*Your instructions*
Return every line of the data below, exactly.
Source data START
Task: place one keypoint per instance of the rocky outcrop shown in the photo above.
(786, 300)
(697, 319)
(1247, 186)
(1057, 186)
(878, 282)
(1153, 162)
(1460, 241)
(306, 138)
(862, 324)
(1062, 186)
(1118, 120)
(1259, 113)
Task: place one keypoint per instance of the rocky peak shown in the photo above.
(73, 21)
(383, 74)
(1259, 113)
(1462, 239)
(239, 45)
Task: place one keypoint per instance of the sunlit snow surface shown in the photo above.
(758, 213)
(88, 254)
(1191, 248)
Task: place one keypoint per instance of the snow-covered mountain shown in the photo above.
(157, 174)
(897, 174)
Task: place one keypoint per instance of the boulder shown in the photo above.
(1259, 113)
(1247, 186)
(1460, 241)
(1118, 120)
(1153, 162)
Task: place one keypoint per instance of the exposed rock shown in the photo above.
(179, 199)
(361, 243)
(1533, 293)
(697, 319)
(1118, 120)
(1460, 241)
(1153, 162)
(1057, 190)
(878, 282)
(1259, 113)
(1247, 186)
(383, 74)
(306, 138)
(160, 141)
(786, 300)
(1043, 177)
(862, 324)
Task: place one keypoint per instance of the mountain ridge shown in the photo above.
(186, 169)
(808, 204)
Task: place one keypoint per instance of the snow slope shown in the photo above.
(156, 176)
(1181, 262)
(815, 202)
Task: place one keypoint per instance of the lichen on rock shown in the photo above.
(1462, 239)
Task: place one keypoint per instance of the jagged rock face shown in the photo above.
Source data END
*Exercise solution*
Task: place one keypoint per instance of the rocky outcrop shown in the photo above.
(786, 300)
(697, 319)
(1247, 186)
(1057, 186)
(878, 282)
(1153, 162)
(1460, 241)
(306, 138)
(862, 324)
(1062, 186)
(1118, 120)
(1259, 113)
Task: place one keypoint per instance of the rocky peak shown in the photo above.
(73, 21)
(383, 74)
(1259, 113)
(1462, 239)
(239, 45)
Task: place one keypoint per instance of the sunlit snow surface shown in the photo above.
(758, 213)
(88, 254)
(1191, 248)
Task: place one keypoint per instance of the snow-covered mountain shown in the photo above.
(157, 174)
(897, 174)
Task: place one keypoint per instance of the boulder shown in the photo above.
(1259, 113)
(1247, 186)
(1460, 241)
(1118, 120)
(1153, 162)
Task: place one keypoint per instance of the exposed rock shown in the photo above.
(179, 199)
(361, 243)
(1533, 293)
(697, 319)
(1118, 120)
(1460, 241)
(1153, 162)
(1057, 190)
(878, 282)
(1259, 113)
(1247, 186)
(383, 74)
(306, 138)
(160, 141)
(786, 300)
(1043, 177)
(862, 324)
Task: place one keypoint per instance of the mountain ridge shown in the photo above.
(186, 169)
(808, 204)
Task: place one keypoint per instance of the snow slope shown in the photo above.
(156, 176)
(1181, 262)
(815, 202)
Task: place one keypoint per instance of the lichen on rock shown in the photo above.
(1462, 239)
Task: place one keypoint per instance of the jagged rock face shown in the photo above.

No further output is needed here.